**STATED PROBLEM**. Each entry below should be echoed exactly, with pictures omitted.

**RAW RECORDS**.
● ● ● ●
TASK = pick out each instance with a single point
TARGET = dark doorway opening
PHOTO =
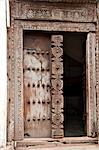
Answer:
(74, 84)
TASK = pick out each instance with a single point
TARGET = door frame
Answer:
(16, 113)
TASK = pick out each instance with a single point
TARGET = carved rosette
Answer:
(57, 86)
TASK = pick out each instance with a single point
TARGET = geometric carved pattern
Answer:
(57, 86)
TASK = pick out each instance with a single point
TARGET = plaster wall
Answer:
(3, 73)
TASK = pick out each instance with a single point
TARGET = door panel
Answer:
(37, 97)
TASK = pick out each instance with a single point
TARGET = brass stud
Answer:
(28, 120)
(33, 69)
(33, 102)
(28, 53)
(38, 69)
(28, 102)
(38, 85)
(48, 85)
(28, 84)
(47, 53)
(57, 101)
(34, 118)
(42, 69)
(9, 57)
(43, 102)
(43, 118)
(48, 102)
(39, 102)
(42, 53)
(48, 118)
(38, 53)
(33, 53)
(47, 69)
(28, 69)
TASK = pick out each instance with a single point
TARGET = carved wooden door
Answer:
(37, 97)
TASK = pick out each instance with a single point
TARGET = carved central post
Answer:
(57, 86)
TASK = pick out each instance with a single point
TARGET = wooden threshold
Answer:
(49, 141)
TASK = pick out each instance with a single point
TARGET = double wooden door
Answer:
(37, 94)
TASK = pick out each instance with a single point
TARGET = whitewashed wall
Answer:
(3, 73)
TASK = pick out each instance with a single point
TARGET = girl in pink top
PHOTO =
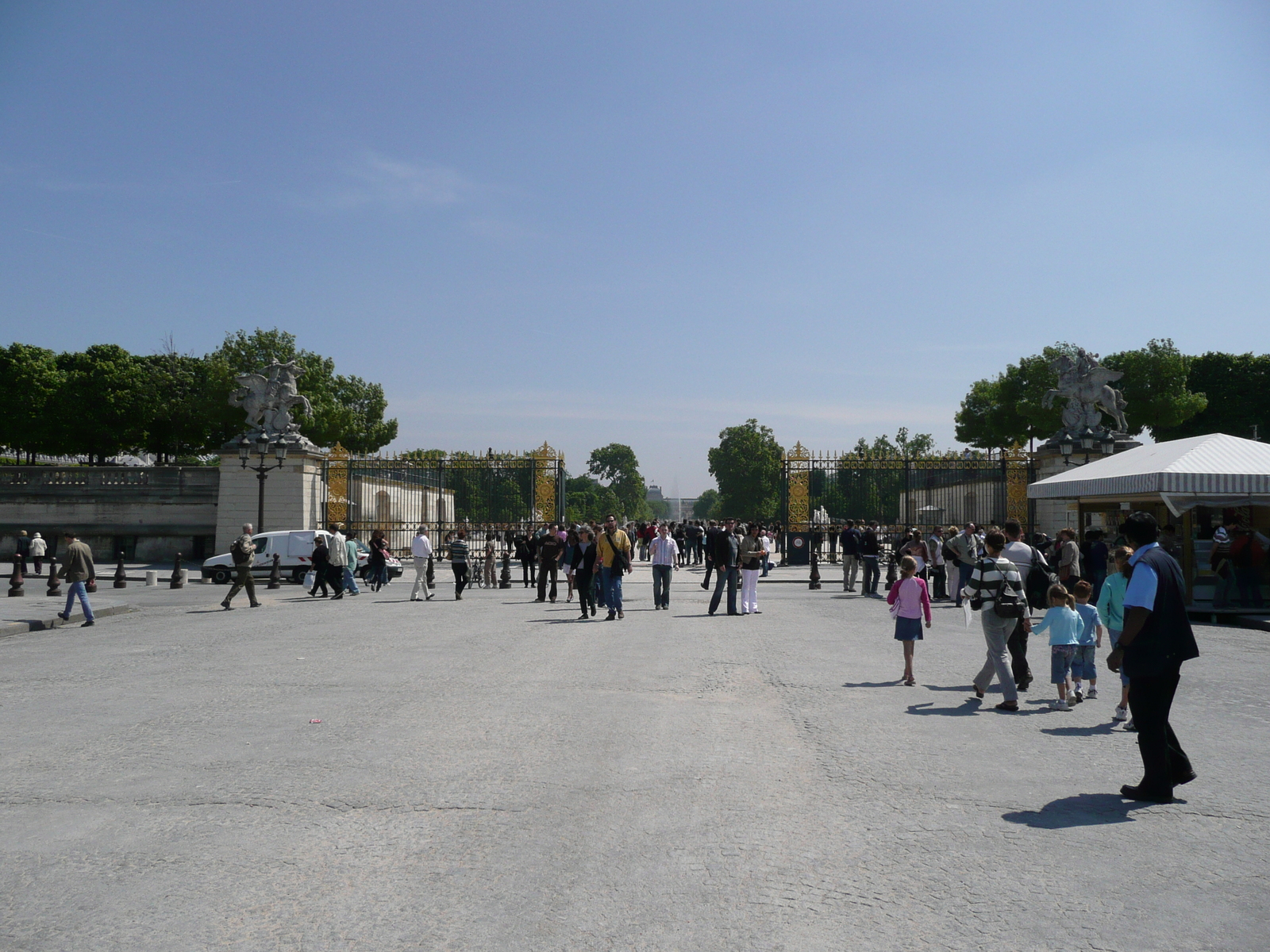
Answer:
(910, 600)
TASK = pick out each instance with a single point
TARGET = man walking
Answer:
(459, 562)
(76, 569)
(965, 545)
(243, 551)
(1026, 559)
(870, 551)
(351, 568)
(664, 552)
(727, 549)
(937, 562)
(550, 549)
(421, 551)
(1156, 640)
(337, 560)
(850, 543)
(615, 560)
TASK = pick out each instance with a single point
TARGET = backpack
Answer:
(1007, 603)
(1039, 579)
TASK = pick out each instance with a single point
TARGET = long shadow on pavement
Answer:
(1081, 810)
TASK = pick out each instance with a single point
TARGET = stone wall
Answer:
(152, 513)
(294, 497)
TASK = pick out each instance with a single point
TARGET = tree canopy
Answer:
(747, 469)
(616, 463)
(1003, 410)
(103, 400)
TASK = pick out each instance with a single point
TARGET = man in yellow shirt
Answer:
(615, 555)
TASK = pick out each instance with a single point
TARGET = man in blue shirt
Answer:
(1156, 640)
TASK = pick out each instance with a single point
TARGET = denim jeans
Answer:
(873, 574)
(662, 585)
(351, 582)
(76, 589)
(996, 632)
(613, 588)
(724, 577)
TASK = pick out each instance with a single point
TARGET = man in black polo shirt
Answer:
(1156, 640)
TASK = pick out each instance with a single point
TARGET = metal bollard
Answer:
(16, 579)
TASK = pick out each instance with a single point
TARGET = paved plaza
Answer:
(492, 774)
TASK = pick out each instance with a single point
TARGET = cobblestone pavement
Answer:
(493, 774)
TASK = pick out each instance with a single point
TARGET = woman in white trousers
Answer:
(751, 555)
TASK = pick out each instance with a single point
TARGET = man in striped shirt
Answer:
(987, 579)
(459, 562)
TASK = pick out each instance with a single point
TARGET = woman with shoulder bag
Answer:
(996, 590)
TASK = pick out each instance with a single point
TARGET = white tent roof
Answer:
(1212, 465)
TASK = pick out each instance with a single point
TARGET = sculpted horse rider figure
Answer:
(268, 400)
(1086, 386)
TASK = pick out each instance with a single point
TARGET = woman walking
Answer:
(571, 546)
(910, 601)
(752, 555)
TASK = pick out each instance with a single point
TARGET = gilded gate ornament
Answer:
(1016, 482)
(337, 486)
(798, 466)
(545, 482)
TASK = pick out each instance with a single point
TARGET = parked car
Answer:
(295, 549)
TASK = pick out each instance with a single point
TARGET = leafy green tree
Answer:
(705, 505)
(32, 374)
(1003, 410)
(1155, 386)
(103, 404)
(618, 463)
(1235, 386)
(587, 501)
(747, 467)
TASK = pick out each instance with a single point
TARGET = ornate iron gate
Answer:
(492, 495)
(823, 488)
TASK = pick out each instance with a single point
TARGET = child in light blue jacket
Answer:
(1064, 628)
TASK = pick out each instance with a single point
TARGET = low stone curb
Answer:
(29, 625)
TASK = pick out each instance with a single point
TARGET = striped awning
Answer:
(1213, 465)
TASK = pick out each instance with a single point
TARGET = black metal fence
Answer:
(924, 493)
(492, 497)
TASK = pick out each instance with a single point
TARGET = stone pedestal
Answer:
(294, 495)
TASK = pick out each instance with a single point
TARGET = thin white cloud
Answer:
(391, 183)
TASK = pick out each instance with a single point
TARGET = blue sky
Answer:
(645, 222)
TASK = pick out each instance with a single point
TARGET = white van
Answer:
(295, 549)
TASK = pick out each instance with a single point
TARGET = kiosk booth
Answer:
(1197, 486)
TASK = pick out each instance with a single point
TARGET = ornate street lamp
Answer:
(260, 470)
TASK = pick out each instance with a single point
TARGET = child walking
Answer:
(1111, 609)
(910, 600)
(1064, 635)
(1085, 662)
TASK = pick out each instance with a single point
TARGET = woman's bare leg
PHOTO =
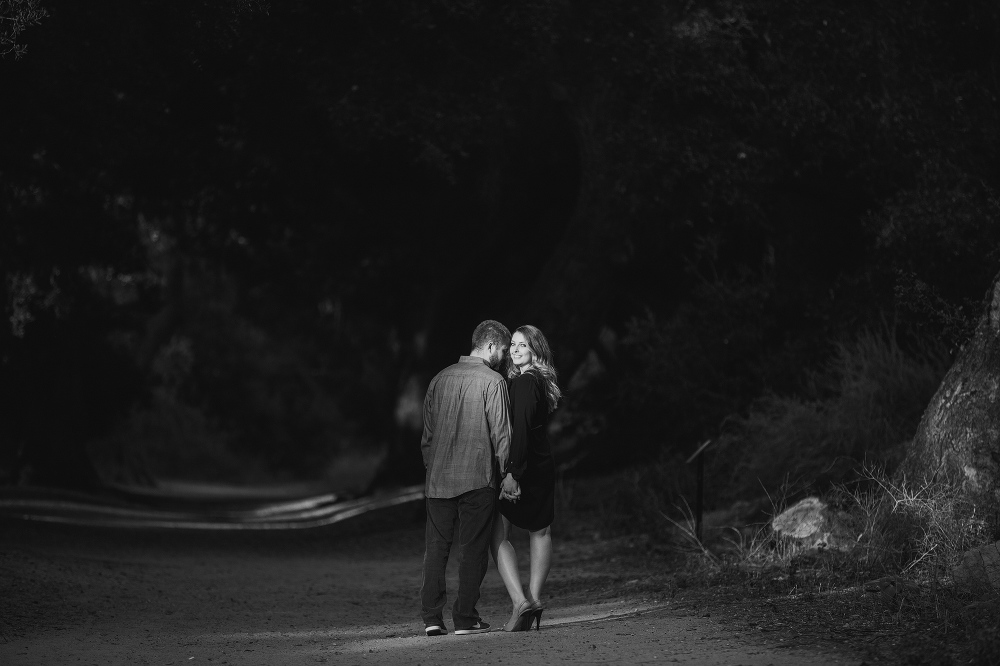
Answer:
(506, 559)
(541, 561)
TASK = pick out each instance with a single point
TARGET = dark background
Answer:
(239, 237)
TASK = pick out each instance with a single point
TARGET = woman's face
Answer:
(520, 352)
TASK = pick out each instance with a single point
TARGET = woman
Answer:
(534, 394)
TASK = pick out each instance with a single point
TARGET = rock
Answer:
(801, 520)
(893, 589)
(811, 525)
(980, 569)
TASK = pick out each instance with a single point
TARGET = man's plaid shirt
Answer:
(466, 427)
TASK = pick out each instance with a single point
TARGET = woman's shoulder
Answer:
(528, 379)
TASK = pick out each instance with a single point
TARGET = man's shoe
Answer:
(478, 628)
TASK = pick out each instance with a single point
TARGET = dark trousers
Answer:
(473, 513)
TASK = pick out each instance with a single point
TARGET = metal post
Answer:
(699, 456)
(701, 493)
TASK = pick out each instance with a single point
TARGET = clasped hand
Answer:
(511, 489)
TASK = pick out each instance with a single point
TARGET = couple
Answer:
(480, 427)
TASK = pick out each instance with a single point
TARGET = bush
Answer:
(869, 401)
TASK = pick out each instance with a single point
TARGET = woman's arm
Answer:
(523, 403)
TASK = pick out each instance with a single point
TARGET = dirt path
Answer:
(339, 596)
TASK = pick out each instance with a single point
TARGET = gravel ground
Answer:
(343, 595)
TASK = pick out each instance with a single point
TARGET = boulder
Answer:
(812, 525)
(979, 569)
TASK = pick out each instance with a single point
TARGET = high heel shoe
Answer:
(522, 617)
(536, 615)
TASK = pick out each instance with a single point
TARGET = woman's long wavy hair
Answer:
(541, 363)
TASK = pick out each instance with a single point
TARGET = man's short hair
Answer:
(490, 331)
● ● ● ●
**FINISHED TASK**.
TASK = pick out each instance with a single point
TARGET = dark doorway opening
PHOTO =
Answer:
(74, 84)
TASK = pick out each instance with a single point
TARGET = door frame
Answer:
(16, 113)
TASK = pick out each instance with a single point
TARGET = carved rosette
Answer:
(57, 86)
TASK = pick out each instance with a single point
TARGET = geometric carved pattern
Answer:
(57, 86)
TASK = pick out each instance with a single point
TARGET = plaster wall
Answer:
(3, 73)
TASK = pick out each instance with a single point
TARGET = door panel
Answer:
(37, 97)
TASK = pick out each instance with a single point
TARGET = brass stud
Answer:
(28, 120)
(33, 69)
(33, 102)
(28, 53)
(38, 69)
(28, 102)
(38, 85)
(48, 85)
(28, 84)
(47, 53)
(57, 101)
(34, 118)
(42, 69)
(9, 57)
(43, 102)
(43, 118)
(48, 102)
(39, 102)
(42, 53)
(48, 118)
(38, 53)
(33, 53)
(47, 69)
(28, 69)
TASK = pick out each instance with a single point
TARGET = carved wooden door
Answer:
(37, 97)
TASK = pick out each instance with a single point
TARGET = carved central post
Answer:
(57, 86)
TASK = pick out each instance with a single point
TARGET = wooden threshold
Answer:
(49, 141)
TASK = pick out each instance with a single point
TARGET = double wooden door
Answer:
(37, 94)
TASK = pick out each instance with a single point
TARGET = whitewashed wall
Answer:
(3, 73)
TASK = pick out each instance with a single point
TARGET = girl in pink top
PHOTO =
Answer:
(910, 600)
TASK = pick out each instance with a single point
TARGET = man walking
Answer:
(459, 562)
(76, 569)
(965, 545)
(243, 551)
(1026, 559)
(870, 551)
(351, 568)
(664, 552)
(727, 549)
(937, 562)
(550, 549)
(421, 551)
(1156, 640)
(337, 560)
(850, 543)
(615, 560)
TASK = pick out each instance with a single point
TARGET = backpack
Answer:
(1007, 603)
(1039, 579)
TASK = pick out each instance with a single point
TARGET = long shadow on pavement
Answer:
(1081, 810)
TASK = pick out each instance with a single point
TARGET = stone wall
Answer:
(152, 513)
(294, 497)
TASK = pick out each instance with a single point
TARGET = tree canopy
Answer:
(747, 469)
(616, 463)
(1003, 410)
(103, 400)
TASK = pick out each instance with a single point
TARGET = man in yellow shirt
Answer:
(615, 555)
TASK = pick out each instance with a single point
TARGET = man in blue shirt
Answer:
(1156, 640)
TASK = pick out each instance with a single point
TARGET = denim jeans
Answer:
(873, 574)
(662, 585)
(351, 582)
(76, 589)
(996, 632)
(613, 588)
(724, 577)
TASK = pick out each instance with a single point
TARGET = man in black polo shirt
Answer:
(1156, 640)
TASK = pick out each instance with a single point
TARGET = metal bollard
Answer:
(16, 579)
TASK = pick out each instance with a single point
TARGET = paved plaza
Answer:
(492, 774)
TASK = pick out each instance with a single point
TARGET = cobblestone pavement
Answer:
(493, 774)
TASK = pick out each instance with a single point
TARGET = woman in white trousers
Answer:
(751, 555)
TASK = pick out each instance with a single point
TARGET = man in striped shirt
Answer:
(987, 579)
(459, 562)
TASK = pick out each instance with a single point
TARGET = woman with shoulder bag
Answer:
(996, 590)
TASK = pick out each instance with a single point
TARGET = white tent roof
Answer:
(1212, 465)
TASK = pick out each instance with a single point
TARGET = sculpted horse rider figure
Answer:
(268, 400)
(1086, 386)
TASK = pick out each instance with a single point
TARGET = woman walking
Answer:
(571, 546)
(910, 601)
(752, 555)
TASK = pick out each instance with a single point
TARGET = gilded gate ornament
Answer:
(1016, 482)
(337, 486)
(798, 466)
(545, 482)
TASK = pick out each instance with a single point
TARGET = parked car
Answer:
(295, 549)
TASK = pick out each instance with a single point
TARGET = leafy green tree
Answer:
(705, 505)
(32, 374)
(1003, 410)
(1155, 386)
(103, 404)
(618, 463)
(1235, 386)
(587, 501)
(747, 467)
TASK = pick out each instance with a single point
TARGET = ornate iron gate
Answer:
(492, 495)
(823, 488)
TASK = pick out each instance with a single point
TARGET = child in light blue jacket
Answer:
(1064, 628)
TASK = pick out each instance with a single point
TARGET = low stone curb
Answer:
(29, 625)
TASK = pick out each instance with a single point
TARGET = striped awning
Answer:
(1213, 465)
TASK = pick out each instance with a single point
TARGET = black metal fence
Answer:
(924, 493)
(492, 497)
TASK = pick out each instance with a single point
TARGET = stone pedestal
Answer:
(294, 495)
TASK = pick out each instance with a single point
TARGET = thin white cloud
Answer:
(391, 183)
TASK = pick out each instance with a single point
TARGET = blue sky
Answer:
(645, 222)
TASK = pick out each instance with a single point
TARGET = white van
Answer:
(295, 549)
TASK = pick out each instance with a single point
TARGET = kiosk booth
Answer:
(1197, 486)
TASK = pick out each instance with a single point
TARGET = ornate street lamp
Answer:
(260, 470)
TASK = pick out each instance with a single point
TARGET = child walking
Answer:
(1111, 609)
(910, 600)
(1064, 635)
(1085, 662)
TASK = pick out each instance with a single point
TARGET = woman's bare leg
PHOTO =
Answer:
(506, 559)
(541, 561)
TASK = pick out each instance with a single point
TARGET = dark background
Answer:
(239, 237)
TASK = pick out each instance with a single point
TARGET = woman's face
Answer:
(520, 352)
TASK = pick out each instance with a single point
TARGET = woman
Answer:
(534, 394)
TASK = pick out each instance with a single point
TARGET = rock
Answer:
(801, 520)
(893, 589)
(811, 525)
(980, 569)
TASK = pick out each instance with a single point
TARGET = man's plaid shirt
Answer:
(466, 427)
TASK = pick out each instance with a single point
TARGET = woman's shoulder
Answer:
(528, 379)
TASK = pick out each instance with a single point
TARGET = man's shoe
Answer:
(478, 628)
TASK = pick out each instance with a single point
TARGET = dark trousers
Answer:
(473, 513)
TASK = pick out each instance with a single point
TARGET = metal post
Answer:
(699, 456)
(701, 493)
TASK = pick out each instance with a single point
TARGET = clasped hand
Answer:
(511, 489)
TASK = pick out each instance with a single point
TARGET = couple
Answer:
(480, 427)
TASK = pick out each instance with a single point
TARGET = bush
Answer:
(869, 401)
TASK = pick out each instance with a single point
TARGET = woman's arm
Answer:
(523, 403)
TASK = pick out each instance with a single point
TARGET = dirt path
Answer:
(339, 596)
TASK = pick out each instance with a single point
TARGET = gravel ground
Answer:
(343, 595)
TASK = pick out each instance with a single point
TARGET = boulder
Answer:
(812, 525)
(979, 569)
TASK = pick out each instance with a single point
TARGET = high heel shoe
Answer:
(522, 617)
(536, 615)
TASK = pick out each instance with a single point
TARGET = woman's long wavy hair
Answer:
(541, 363)
TASK = pick out each instance with a single point
TARGET = man's short hair
Answer:
(490, 331)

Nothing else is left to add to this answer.